(Items from a data source)
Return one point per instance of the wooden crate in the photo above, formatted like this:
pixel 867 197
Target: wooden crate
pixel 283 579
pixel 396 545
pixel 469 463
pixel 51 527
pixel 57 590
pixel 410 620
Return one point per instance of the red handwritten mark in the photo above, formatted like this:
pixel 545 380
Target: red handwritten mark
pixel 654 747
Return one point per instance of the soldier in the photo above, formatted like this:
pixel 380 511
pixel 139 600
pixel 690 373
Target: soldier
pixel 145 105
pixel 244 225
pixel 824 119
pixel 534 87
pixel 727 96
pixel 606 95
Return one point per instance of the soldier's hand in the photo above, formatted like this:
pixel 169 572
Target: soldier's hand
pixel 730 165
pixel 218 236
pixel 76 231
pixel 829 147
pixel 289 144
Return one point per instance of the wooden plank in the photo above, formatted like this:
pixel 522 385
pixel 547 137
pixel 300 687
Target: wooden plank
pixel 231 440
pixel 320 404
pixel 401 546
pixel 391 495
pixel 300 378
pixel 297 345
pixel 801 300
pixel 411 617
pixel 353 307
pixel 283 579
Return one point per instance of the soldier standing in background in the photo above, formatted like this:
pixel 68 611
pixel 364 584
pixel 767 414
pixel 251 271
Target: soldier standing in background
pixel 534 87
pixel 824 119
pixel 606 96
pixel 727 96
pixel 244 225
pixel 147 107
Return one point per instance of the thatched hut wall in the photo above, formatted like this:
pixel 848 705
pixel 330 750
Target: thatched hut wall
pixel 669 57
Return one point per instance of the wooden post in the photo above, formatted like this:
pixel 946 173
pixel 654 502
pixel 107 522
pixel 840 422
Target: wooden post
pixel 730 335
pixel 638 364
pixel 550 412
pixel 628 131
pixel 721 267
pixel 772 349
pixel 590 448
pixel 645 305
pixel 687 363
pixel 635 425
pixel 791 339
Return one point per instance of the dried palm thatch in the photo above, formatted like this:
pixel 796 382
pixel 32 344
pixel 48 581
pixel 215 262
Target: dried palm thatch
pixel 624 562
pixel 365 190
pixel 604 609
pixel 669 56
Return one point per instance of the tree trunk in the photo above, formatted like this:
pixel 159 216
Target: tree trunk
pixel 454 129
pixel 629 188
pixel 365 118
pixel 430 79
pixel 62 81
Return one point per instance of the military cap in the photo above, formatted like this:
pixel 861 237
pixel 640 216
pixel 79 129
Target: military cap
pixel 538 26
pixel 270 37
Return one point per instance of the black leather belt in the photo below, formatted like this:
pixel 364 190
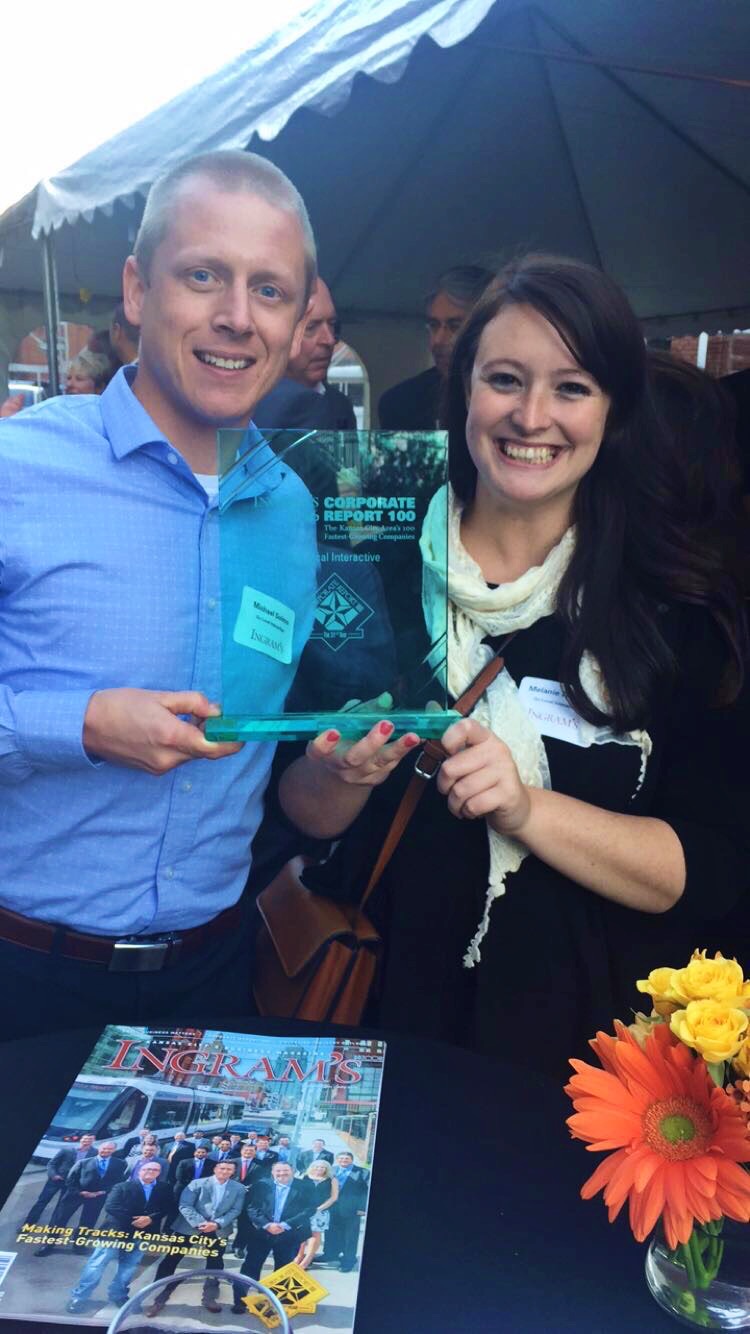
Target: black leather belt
pixel 119 954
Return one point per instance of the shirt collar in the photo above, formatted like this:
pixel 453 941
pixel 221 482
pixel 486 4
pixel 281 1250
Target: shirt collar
pixel 130 427
pixel 126 420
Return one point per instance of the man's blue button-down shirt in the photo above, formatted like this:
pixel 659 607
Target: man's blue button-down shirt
pixel 110 576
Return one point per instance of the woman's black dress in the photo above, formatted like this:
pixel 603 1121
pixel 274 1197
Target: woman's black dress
pixel 558 961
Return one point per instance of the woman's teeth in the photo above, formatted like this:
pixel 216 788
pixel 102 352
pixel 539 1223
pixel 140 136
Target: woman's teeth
pixel 529 452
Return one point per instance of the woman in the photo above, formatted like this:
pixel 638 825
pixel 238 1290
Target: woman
pixel 326 1194
pixel 88 372
pixel 589 821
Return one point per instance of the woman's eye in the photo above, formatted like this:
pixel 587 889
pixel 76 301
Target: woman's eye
pixel 502 380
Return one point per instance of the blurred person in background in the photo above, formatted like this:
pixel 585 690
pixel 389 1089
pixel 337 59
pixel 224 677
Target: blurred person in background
pixel 303 398
pixel 88 372
pixel 123 336
pixel 415 404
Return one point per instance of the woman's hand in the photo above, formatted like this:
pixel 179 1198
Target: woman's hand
pixel 363 763
pixel 479 778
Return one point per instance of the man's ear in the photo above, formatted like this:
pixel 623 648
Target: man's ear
pixel 134 290
pixel 299 330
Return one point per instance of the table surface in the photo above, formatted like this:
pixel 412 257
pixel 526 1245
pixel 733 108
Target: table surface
pixel 475 1225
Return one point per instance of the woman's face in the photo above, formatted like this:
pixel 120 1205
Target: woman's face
pixel 78 383
pixel 535 418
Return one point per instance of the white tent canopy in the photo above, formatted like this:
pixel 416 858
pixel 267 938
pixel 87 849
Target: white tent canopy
pixel 451 131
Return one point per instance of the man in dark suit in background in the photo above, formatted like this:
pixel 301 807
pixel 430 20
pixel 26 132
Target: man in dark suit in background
pixel 415 404
pixel 87 1186
pixel 343 1233
pixel 182 1147
pixel 278 1213
pixel 311 1155
pixel 131 1206
pixel 223 1150
pixel 190 1169
pixel 58 1169
pixel 322 406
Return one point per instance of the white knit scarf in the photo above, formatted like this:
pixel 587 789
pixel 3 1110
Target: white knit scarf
pixel 477 611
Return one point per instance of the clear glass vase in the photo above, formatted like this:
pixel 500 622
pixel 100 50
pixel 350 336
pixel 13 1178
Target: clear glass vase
pixel 706 1282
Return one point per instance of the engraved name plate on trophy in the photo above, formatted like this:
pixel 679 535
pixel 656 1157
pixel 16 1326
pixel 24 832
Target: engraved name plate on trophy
pixel 320 574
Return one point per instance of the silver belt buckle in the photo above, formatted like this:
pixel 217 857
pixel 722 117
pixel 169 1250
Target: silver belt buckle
pixel 134 954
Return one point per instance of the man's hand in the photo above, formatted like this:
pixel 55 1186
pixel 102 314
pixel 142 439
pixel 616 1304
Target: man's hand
pixel 140 729
pixel 479 778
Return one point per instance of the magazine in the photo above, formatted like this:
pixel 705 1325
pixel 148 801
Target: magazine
pixel 182 1150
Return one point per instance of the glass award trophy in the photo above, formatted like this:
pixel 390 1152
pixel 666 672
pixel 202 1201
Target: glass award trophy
pixel 320 572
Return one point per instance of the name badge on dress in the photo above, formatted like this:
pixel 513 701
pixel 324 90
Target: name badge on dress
pixel 547 706
pixel 264 624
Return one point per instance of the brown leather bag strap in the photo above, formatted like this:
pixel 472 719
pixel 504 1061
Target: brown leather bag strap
pixel 427 766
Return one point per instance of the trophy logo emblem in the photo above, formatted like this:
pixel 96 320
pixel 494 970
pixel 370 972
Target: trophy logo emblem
pixel 340 614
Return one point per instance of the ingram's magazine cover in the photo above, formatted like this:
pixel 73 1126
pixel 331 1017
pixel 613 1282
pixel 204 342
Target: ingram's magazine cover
pixel 182 1150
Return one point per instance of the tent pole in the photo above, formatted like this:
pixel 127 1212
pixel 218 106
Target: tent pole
pixel 51 310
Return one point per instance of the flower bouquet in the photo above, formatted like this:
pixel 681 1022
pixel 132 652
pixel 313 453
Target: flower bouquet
pixel 671 1109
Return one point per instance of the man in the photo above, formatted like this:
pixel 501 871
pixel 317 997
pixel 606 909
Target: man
pixel 192 1169
pixel 58 1169
pixel 311 1155
pixel 132 1206
pixel 264 1154
pixel 87 1186
pixel 223 1150
pixel 147 1154
pixel 248 1170
pixel 326 407
pixel 132 873
pixel 278 1213
pixel 284 1150
pixel 196 1167
pixel 182 1149
pixel 342 1237
pixel 415 404
pixel 123 336
pixel 208 1207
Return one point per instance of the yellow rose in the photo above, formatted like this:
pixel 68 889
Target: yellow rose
pixel 714 1030
pixel 710 979
pixel 658 985
pixel 742 1059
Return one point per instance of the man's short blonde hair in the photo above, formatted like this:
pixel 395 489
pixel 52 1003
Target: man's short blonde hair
pixel 231 170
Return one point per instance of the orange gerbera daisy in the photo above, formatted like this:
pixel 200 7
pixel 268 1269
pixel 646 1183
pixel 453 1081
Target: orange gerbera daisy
pixel 677 1138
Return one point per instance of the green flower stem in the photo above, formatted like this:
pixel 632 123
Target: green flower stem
pixel 702 1277
pixel 685 1253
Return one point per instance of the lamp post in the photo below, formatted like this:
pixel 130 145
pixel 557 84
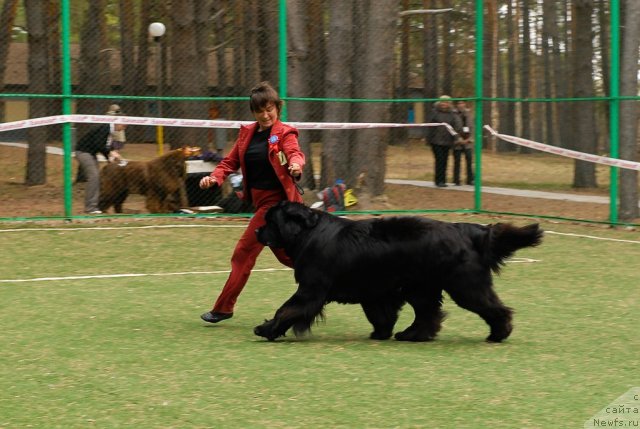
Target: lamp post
pixel 157 30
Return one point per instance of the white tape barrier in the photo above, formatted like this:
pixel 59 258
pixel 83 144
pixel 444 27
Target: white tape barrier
pixel 565 152
pixel 200 123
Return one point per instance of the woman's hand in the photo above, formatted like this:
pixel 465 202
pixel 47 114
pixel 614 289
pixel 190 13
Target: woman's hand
pixel 207 182
pixel 294 169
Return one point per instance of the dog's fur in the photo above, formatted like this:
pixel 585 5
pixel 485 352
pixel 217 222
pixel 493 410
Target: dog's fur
pixel 161 180
pixel 384 262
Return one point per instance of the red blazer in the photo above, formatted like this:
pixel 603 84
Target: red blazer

_Goal of the exercise:_
Search the data for "Return one point per instance of the red blazer". Beginning with that line, set down every line through the last exactly.

_Result below:_
Return one point per instance of the red blazer in the photo above, formatted like this:
pixel 603 84
Target: red blazer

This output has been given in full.